◆ EXERCISE ◆
Write out every entry once more, character for character.

(Dataset entries)
----------------------------------------

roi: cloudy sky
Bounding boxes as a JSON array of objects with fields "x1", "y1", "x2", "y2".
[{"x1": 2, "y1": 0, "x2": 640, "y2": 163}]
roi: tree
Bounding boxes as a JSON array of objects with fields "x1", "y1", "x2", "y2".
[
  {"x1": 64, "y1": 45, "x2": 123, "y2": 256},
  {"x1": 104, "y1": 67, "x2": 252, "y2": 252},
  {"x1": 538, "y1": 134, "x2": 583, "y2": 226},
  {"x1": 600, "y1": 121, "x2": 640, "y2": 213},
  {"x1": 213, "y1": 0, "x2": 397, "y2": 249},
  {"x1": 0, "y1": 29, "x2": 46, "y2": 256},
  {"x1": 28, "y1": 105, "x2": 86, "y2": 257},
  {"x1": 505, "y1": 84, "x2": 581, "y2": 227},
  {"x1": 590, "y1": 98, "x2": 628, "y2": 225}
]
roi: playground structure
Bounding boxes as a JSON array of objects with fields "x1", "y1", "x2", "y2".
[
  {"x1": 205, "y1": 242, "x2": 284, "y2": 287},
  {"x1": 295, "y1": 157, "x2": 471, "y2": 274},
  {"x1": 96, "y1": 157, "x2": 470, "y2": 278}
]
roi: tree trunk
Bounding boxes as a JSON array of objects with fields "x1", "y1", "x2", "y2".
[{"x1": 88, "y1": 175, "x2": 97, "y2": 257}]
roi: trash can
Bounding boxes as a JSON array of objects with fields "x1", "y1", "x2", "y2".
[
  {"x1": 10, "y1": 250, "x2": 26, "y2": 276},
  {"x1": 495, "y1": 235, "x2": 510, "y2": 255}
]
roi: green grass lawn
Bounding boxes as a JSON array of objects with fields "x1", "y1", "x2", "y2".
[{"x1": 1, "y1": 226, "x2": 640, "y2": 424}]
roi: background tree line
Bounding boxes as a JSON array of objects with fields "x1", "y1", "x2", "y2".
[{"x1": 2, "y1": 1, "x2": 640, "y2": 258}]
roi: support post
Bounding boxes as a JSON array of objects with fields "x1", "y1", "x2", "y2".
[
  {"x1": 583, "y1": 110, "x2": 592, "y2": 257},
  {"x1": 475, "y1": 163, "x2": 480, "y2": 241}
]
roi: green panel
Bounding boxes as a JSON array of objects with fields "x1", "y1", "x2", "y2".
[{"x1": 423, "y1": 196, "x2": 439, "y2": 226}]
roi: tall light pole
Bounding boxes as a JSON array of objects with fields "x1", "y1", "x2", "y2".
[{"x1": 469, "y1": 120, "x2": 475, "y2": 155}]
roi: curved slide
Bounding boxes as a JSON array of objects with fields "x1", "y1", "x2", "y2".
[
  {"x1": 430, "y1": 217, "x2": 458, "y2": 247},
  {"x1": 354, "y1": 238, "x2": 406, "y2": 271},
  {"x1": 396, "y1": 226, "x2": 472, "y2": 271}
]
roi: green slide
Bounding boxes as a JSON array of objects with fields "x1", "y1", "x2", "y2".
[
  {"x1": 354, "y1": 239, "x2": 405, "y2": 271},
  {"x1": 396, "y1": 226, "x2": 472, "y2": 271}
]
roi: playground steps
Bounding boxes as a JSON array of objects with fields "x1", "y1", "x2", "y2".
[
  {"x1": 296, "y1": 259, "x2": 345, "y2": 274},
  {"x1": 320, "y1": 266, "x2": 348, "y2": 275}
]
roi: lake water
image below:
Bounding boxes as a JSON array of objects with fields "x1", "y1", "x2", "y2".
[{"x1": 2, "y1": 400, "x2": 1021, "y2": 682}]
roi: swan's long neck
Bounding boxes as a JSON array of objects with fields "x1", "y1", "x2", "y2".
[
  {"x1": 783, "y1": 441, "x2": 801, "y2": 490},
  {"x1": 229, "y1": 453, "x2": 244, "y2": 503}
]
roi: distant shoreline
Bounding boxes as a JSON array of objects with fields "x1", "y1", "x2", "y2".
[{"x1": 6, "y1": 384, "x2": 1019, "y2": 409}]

----------------------------------------

◆ OUTPUT OF THE TASK ◆
roi: cloudy sky
Bounding boxes as a JSON array of objects with fields "x1", "y1", "x2", "y2".
[{"x1": 2, "y1": 0, "x2": 640, "y2": 163}]
roi: tree
Bounding boxes as a JSON array of objects with fields "x1", "y1", "x2", "y2".
[
  {"x1": 64, "y1": 45, "x2": 123, "y2": 256},
  {"x1": 104, "y1": 67, "x2": 252, "y2": 252},
  {"x1": 538, "y1": 134, "x2": 583, "y2": 226},
  {"x1": 600, "y1": 121, "x2": 640, "y2": 213},
  {"x1": 213, "y1": 0, "x2": 397, "y2": 249},
  {"x1": 0, "y1": 29, "x2": 46, "y2": 256},
  {"x1": 28, "y1": 105, "x2": 86, "y2": 257},
  {"x1": 505, "y1": 84, "x2": 581, "y2": 227},
  {"x1": 590, "y1": 98, "x2": 628, "y2": 225}
]
roi: playground structure
Bounding boxes as a JSON array of objects with fields "x1", "y1", "x2", "y2".
[
  {"x1": 205, "y1": 242, "x2": 284, "y2": 287},
  {"x1": 295, "y1": 157, "x2": 471, "y2": 274},
  {"x1": 96, "y1": 157, "x2": 470, "y2": 278}
]
roi: tree trunk
Bounding boxes as a JSON array of objects with fields "x1", "y1", "x2", "y2".
[{"x1": 88, "y1": 175, "x2": 97, "y2": 257}]
roi: trash can
Bounding boxes as a JSON array of objects with fields "x1", "y1", "x2", "y2".
[
  {"x1": 10, "y1": 250, "x2": 26, "y2": 276},
  {"x1": 495, "y1": 235, "x2": 510, "y2": 255}
]
roi: green grass lawn
Bounding boxes as a JSON array of objects with fields "x1", "y1", "x2", "y2".
[{"x1": 1, "y1": 226, "x2": 640, "y2": 424}]
roi: background tree line
Bounding boxes as a JSON array of objects with fields "x1", "y1", "x2", "y2".
[{"x1": 2, "y1": 1, "x2": 640, "y2": 258}]
roi: support post
Bounding boxes as a JSON array of objects with fields "x1", "y1", "x2", "y2".
[
  {"x1": 583, "y1": 110, "x2": 592, "y2": 257},
  {"x1": 475, "y1": 163, "x2": 480, "y2": 241}
]
roi: green panel
Bounding boxes as a JSON array of objects with fields "x1", "y1", "x2", "y2".
[{"x1": 423, "y1": 196, "x2": 439, "y2": 226}]
roi: tall light pole
Bounding boxes as a JSON array of objects with fields "x1", "y1", "x2", "y2".
[{"x1": 469, "y1": 120, "x2": 475, "y2": 155}]
roi: curved slide
Bounding boxes as a JSON array of objects with fields "x1", "y1", "x2", "y2".
[
  {"x1": 430, "y1": 217, "x2": 458, "y2": 247},
  {"x1": 354, "y1": 238, "x2": 406, "y2": 271},
  {"x1": 396, "y1": 226, "x2": 472, "y2": 271}
]
roi: green slide
Bounding boxes as a JSON array of objects with fields "x1", "y1", "x2", "y2".
[
  {"x1": 354, "y1": 239, "x2": 405, "y2": 271},
  {"x1": 396, "y1": 226, "x2": 472, "y2": 271}
]
roi: playground steps
Bounding boxes as a JSON array of objects with fields "x1", "y1", "x2", "y2".
[
  {"x1": 296, "y1": 259, "x2": 345, "y2": 274},
  {"x1": 320, "y1": 266, "x2": 348, "y2": 275}
]
roi: lake water
image below:
Bounding boxes as a JSON array of objects with fields "x1", "y1", "x2", "y2".
[{"x1": 2, "y1": 400, "x2": 1021, "y2": 682}]
roi: swan's long neck
Bounding boxes as a JSON array of objects with fields "x1", "y1", "x2", "y2".
[
  {"x1": 783, "y1": 441, "x2": 801, "y2": 490},
  {"x1": 229, "y1": 453, "x2": 244, "y2": 503}
]
roi: distant shoreline
Bounding boxes as a JSON array of objects with fields "x1", "y1", "x2", "y2".
[{"x1": 6, "y1": 384, "x2": 1019, "y2": 409}]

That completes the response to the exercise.